Friday, January 3, 2020

See the City, Experience the Sights 01/02/20 Day 9

Pompeii, the sole reason for being so far south in Italy, was a remarkably advanced ancient city. 

Most notably, the plumbing throughout Pompeii caught our attention. 
From the underground cisterns, to the way the streets all went downhill meeting in the center for drainage, and the double walls in the bath houses for heating, we were impressed as we walked around in awe. 
The plaster castings left me feeling somber, imagining the fear of impending doom. I also thought about the design of the city. It would be challenging to look out over the city to gain perspective except from the Colosseum at the edge of town. It is no wonder some decided to stay and wait it out; they could not see the enormity of the problem. It was also interesting to see how many fresco paintings were still intact and the colors still so vibrant.

So, other than Pompeii, our starting point in Italy has gotten the best of us mid-trip.
We took a commuter train to Pompeii. Already our moods were not aligned. 

And to top that off, every stop, for 15 stops, a palpable, caustic aroma filled the train. 
Challenging too is coming from Greece where full service food is available everywhere all day long even though meal periods begin at odd hours (10AM, 3PM, 10PM). Here in Italy (Naples), the siesta (1:50PM to 7PM for at least one restaurant we went to and 3PM to 6:30PM at other restaurants) makes us wonder how Pompeii seemed so advanced if the traditional work ethic is so lackadaisical in modern times. 
This is us seconds after the table next to us ordered food. Two minutes later we were told, "Kitchen is closed only some pizzas available." Five minutes later everyone seated around us received a variety of pasta dishes. We were no longer amused, to say it kindly. 
 
After coming up short of a full service lunch by 3 minutes, we can see that pizza is going to be our new staple if we cannot shift to Italy's meal periods ASAP. We also imagine that unless we figure meal periods out soon, we are certain to take away only memories of rude Italians (New Yorkers may not recognize this attitude we are noticing). When you arrive for food near their break time, they are seemingly not pleasant people. We think eating at the beginning of a shift could reveal more pleasant servers.

While picking up our luggage at the hotel so we could get the **** out of Naples. It went like this:

James: "It's a half mile to the train station, should we walk or call a taxi?"

Me: "You decide, we'll get robbed either way."


This is a two-fold commentary on the conditions of Naples and the systemic principle of taxi drivers thus far. To sum this up, our experience with taxis in Naples was not so good. They pick you up, so you ask the fee before getting in. They take you either part way and want 100% of the quoted fee, or they take you all the way to your destination and they charge you double. Another perspective is that in Greece, they charge 7 to 15 Euros to get around town and to the train station from city center. In Naples (possibly all of Italy, we will soon know), the same distance is double (30 Euros).
###
§ Task A:
Answer these questions using the travel post:
(i) According to the post, from what spot could someone look out over Pompeii to gain perspective?
(ii) How did the travelers get to Pompeii?
(iii) What do taxis in Greece charge to get around town and to the train station from city center?
§ Task B: Write out the passage of the travel post starting at "Friday, January 3, 2020" and ending at "still so vibrant.", word for word.
The entries after this point have nothing to do with the travel post.
###
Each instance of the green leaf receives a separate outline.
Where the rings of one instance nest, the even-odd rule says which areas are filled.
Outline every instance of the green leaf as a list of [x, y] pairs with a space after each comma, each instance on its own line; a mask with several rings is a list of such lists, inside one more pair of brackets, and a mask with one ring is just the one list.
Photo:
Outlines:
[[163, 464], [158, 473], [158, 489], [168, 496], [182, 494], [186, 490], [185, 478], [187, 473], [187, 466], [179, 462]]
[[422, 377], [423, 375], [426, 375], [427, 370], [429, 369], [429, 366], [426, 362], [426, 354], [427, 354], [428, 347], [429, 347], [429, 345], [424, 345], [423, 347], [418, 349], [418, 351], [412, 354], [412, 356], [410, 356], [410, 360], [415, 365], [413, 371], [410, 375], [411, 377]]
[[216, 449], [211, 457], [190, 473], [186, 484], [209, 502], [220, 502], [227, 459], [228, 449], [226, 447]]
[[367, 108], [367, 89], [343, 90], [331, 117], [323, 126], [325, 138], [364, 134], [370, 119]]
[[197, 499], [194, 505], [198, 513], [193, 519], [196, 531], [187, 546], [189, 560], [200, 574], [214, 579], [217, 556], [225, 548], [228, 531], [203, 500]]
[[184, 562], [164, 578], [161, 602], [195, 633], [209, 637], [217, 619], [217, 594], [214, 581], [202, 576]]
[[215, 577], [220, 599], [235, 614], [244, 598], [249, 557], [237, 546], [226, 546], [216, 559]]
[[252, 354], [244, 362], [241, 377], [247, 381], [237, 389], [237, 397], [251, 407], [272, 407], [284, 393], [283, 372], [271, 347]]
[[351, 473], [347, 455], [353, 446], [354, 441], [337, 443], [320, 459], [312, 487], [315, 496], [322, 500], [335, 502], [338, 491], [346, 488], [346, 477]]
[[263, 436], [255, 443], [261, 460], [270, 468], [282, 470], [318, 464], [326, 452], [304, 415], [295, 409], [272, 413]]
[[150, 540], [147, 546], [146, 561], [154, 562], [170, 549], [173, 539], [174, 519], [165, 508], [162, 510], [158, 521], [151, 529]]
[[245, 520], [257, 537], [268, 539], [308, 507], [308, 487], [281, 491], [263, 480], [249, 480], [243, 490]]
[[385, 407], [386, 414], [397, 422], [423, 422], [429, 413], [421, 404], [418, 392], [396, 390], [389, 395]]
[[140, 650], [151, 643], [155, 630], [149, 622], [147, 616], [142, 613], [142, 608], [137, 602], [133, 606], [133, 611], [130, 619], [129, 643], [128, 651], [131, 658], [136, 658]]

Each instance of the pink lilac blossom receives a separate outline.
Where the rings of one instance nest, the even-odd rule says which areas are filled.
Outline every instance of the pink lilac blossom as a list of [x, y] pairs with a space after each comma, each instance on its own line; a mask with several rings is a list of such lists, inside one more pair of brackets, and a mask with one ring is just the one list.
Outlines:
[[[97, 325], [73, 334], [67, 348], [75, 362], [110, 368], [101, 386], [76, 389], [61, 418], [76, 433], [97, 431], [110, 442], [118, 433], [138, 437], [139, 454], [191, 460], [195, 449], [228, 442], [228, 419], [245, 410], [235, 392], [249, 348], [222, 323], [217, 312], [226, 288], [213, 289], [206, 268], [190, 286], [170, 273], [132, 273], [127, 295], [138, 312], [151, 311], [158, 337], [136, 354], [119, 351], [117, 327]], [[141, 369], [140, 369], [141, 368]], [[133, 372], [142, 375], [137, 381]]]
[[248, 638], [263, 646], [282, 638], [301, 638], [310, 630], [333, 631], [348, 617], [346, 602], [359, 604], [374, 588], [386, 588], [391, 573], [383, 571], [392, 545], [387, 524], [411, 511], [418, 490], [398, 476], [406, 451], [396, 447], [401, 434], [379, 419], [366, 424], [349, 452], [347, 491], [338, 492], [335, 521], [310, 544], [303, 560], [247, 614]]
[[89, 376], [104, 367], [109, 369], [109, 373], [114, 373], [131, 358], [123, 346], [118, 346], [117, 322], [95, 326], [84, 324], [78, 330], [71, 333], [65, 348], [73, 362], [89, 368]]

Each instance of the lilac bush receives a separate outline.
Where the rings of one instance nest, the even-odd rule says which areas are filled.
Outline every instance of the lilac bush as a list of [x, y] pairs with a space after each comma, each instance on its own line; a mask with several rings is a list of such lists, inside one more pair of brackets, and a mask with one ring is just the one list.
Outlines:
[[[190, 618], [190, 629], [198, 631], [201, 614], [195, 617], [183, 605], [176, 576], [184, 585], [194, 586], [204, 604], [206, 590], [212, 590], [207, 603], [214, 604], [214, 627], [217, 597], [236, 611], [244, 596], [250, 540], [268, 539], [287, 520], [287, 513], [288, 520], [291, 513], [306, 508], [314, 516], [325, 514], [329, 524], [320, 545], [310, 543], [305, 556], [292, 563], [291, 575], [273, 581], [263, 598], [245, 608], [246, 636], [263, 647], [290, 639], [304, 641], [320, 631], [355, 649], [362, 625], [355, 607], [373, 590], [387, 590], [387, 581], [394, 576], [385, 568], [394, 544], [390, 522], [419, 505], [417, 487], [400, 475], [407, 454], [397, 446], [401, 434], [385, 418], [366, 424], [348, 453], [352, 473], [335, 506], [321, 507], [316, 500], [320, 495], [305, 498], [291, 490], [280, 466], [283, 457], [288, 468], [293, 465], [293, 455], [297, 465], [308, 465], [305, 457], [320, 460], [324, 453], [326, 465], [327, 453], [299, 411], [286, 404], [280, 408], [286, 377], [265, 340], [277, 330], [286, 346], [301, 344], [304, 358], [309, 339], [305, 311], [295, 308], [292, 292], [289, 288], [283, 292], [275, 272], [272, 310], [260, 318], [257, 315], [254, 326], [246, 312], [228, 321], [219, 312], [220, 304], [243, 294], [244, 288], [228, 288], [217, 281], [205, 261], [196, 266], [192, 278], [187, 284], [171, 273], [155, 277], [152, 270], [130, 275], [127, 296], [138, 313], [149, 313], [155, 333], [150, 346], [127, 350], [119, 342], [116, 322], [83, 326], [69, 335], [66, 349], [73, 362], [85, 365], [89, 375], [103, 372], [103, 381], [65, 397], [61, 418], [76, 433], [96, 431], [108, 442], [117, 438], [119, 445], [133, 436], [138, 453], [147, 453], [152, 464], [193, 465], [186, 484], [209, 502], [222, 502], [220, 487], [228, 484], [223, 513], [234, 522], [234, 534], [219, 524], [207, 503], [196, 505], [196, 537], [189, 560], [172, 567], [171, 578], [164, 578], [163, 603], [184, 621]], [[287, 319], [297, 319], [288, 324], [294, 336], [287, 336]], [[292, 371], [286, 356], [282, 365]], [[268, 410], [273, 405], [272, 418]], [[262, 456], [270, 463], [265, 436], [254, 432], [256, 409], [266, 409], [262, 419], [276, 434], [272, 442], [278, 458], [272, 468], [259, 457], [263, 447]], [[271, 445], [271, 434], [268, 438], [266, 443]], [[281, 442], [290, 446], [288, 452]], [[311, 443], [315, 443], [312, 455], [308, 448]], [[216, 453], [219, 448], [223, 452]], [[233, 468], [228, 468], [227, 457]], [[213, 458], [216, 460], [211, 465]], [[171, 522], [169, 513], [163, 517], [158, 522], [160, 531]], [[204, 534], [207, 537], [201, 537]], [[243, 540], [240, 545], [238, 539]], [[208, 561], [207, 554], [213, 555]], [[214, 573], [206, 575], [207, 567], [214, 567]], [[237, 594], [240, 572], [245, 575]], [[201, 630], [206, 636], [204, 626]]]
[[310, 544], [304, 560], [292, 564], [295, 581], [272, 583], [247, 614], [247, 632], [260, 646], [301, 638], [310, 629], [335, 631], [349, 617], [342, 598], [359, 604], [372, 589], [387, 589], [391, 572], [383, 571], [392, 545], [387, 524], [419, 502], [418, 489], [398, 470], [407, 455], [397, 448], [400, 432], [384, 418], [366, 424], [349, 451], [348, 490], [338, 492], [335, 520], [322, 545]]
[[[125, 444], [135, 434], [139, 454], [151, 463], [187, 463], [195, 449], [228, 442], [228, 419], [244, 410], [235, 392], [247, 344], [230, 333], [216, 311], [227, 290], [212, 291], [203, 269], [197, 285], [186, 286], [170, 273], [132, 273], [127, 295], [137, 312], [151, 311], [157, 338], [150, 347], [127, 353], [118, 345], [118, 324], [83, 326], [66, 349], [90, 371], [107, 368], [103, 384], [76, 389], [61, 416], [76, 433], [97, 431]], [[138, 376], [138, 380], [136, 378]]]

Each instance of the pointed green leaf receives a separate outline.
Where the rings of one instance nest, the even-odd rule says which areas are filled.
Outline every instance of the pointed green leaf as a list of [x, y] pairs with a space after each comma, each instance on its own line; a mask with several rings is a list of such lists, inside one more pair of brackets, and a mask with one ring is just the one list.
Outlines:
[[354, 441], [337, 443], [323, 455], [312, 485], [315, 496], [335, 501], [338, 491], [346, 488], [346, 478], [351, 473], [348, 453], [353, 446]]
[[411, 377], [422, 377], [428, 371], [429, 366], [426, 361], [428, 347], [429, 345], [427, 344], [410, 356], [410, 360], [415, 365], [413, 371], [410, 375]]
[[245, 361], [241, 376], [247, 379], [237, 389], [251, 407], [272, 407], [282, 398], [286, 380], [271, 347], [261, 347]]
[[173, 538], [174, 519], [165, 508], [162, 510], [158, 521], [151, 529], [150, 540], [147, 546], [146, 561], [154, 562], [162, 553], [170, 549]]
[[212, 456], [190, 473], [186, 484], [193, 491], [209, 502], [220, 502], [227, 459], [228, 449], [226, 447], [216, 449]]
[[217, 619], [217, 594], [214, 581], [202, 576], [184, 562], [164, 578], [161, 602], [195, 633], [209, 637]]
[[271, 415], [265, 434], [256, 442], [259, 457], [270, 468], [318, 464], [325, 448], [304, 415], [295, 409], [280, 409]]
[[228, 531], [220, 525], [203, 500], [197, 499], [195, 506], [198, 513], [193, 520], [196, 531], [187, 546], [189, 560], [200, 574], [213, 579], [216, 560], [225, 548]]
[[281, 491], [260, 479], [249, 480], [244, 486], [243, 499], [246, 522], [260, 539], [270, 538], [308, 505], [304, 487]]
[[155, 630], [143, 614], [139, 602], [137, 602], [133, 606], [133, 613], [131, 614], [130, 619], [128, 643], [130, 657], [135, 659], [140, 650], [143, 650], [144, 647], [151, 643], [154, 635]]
###
§ Right answer A:
(i) The Colosseum at the edge of town.
(ii) By commuter train.
(iii) 7 to 15 Euros.

§ Right answer B:
Friday, January 3, 2020

See the City, Experience the Sights 01/02/20 Day 9

Pompeii, the sole reason for being so far south in Italy, was a remarkably advanced ancient city. 

Most notably, the plumbing throughout Pompeii caught our attention. 
From the underground cisterns, to the way the streets all went downhill meeting in the center for drainage, and the double walls in the bath houses for heating, we were impressed as we walked around in awe. 
The plaster castings left me feeling somber, imagining the fear of impending doom. I also thought about the design of the city. It would be challenging to look out over the city to gain perspective except from the Colosseum at the edge of town. It is no wonder some decided to stay and wait it out; they could not see the enormity of the problem. It was also interesting to see how many fresco paintings were still intact and the colors still so vibrant.